> _The request_
List each line in the rows below that contains the string "prey", copying every matching line in full.
--- Start of Records provided ---
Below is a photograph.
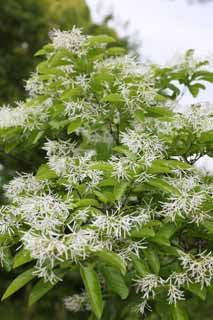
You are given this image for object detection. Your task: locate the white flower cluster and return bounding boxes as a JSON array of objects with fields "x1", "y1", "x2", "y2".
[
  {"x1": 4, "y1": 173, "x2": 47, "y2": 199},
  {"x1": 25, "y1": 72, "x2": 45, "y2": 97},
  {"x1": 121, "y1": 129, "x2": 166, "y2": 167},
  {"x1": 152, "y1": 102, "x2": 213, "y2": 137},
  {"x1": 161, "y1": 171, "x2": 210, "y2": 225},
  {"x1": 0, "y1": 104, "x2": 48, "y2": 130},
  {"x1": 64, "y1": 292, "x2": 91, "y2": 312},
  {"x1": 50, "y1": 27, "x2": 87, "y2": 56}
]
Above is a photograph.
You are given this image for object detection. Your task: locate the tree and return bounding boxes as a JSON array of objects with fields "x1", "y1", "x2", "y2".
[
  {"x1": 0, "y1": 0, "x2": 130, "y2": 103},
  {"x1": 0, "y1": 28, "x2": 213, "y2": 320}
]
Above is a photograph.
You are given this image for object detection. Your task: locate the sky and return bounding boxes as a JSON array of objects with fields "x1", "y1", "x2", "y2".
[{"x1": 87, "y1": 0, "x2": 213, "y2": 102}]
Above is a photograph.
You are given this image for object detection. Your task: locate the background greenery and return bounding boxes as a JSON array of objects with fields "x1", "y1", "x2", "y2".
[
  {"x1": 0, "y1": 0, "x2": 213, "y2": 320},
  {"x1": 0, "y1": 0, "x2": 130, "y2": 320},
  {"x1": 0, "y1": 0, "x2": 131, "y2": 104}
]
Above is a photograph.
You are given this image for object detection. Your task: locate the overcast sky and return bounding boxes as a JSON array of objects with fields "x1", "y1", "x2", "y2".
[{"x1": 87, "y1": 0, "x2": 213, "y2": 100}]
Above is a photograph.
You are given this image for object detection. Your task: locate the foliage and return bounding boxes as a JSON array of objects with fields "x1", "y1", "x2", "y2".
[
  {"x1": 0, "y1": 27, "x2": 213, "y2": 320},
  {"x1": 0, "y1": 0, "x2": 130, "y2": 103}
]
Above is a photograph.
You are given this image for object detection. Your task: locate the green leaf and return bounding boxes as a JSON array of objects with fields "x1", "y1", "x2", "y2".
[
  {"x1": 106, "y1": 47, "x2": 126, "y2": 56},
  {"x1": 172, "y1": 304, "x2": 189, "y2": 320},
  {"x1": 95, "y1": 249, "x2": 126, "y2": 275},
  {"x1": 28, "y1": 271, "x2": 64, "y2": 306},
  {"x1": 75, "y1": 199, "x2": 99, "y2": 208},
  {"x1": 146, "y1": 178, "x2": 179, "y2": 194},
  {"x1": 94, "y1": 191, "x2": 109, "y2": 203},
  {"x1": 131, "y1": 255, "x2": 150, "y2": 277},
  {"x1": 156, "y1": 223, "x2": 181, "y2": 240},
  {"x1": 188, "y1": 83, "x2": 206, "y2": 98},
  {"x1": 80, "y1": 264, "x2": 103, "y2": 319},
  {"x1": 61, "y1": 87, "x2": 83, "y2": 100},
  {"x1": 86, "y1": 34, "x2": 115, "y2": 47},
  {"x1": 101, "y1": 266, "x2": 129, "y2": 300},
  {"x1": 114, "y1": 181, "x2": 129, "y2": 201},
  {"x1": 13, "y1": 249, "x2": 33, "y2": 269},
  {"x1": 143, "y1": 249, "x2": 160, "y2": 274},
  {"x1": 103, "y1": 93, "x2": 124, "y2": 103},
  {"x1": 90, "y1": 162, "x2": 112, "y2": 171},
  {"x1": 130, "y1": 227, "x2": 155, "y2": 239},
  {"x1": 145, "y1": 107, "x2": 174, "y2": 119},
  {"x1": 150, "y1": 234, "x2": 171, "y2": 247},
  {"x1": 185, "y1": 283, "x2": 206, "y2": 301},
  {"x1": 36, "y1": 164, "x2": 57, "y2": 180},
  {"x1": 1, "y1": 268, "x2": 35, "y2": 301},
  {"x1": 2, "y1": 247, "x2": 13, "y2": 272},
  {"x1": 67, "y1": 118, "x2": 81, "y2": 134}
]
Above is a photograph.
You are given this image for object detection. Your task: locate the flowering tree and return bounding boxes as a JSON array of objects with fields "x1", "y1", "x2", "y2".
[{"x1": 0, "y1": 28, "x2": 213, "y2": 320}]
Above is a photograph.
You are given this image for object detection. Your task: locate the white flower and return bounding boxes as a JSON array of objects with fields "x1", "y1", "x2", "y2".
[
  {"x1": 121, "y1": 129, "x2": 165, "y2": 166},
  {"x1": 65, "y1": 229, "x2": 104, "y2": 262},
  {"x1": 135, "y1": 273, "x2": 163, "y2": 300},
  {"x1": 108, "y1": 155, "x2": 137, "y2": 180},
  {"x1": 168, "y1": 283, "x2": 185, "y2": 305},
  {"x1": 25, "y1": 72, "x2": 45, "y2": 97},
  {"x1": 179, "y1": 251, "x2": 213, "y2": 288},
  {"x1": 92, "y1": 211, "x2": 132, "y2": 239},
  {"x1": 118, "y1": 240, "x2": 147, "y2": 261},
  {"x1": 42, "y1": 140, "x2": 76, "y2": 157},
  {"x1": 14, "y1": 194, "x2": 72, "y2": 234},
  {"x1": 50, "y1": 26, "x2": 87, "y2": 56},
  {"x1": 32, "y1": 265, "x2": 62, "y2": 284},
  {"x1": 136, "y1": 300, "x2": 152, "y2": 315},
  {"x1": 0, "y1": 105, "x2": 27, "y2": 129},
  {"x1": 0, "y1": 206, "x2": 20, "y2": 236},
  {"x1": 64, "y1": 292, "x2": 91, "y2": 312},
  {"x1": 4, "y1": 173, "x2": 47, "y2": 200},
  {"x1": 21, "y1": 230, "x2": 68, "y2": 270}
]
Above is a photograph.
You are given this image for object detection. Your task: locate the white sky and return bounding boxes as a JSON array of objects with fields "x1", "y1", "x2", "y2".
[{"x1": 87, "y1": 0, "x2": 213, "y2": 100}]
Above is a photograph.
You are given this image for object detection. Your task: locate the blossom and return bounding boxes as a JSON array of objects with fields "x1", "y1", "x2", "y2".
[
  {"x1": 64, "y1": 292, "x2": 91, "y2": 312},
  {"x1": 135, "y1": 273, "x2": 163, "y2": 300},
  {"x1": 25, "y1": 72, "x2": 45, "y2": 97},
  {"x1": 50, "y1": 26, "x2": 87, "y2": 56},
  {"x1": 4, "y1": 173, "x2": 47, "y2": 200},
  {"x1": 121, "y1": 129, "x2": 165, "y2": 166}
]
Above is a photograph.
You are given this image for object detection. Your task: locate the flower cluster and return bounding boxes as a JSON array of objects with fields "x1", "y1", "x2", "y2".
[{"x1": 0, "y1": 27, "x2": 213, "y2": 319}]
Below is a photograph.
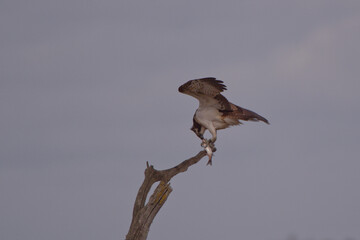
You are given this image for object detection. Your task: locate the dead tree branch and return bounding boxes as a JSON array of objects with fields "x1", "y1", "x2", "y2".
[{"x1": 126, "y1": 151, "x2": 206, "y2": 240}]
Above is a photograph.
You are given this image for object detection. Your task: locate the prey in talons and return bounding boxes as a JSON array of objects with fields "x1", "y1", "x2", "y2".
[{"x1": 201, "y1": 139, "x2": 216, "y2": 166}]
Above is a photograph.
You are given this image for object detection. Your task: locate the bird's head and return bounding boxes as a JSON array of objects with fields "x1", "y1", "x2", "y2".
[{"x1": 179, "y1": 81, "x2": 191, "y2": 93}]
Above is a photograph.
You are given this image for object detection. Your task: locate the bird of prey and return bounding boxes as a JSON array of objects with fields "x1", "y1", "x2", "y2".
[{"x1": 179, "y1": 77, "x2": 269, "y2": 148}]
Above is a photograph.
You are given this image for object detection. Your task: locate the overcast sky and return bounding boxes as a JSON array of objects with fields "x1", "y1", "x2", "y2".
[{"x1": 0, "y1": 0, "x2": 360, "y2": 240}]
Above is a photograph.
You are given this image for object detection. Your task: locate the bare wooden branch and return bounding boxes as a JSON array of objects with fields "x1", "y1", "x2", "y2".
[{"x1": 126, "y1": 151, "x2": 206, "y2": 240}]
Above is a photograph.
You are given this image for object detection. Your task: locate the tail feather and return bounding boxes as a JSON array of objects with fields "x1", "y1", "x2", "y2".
--- End of Records provided ---
> _Solution to this exercise_
You are given this image for object detection. Your task: locate the prey in talons and return bounding boxes as a JSON array of objects with fields "x1", "y1", "x2", "y2".
You are given this image for object detection. Your task: locate the bird of prey and return bounding boxes as a JSON array of objects with fields "x1", "y1", "x2", "y2".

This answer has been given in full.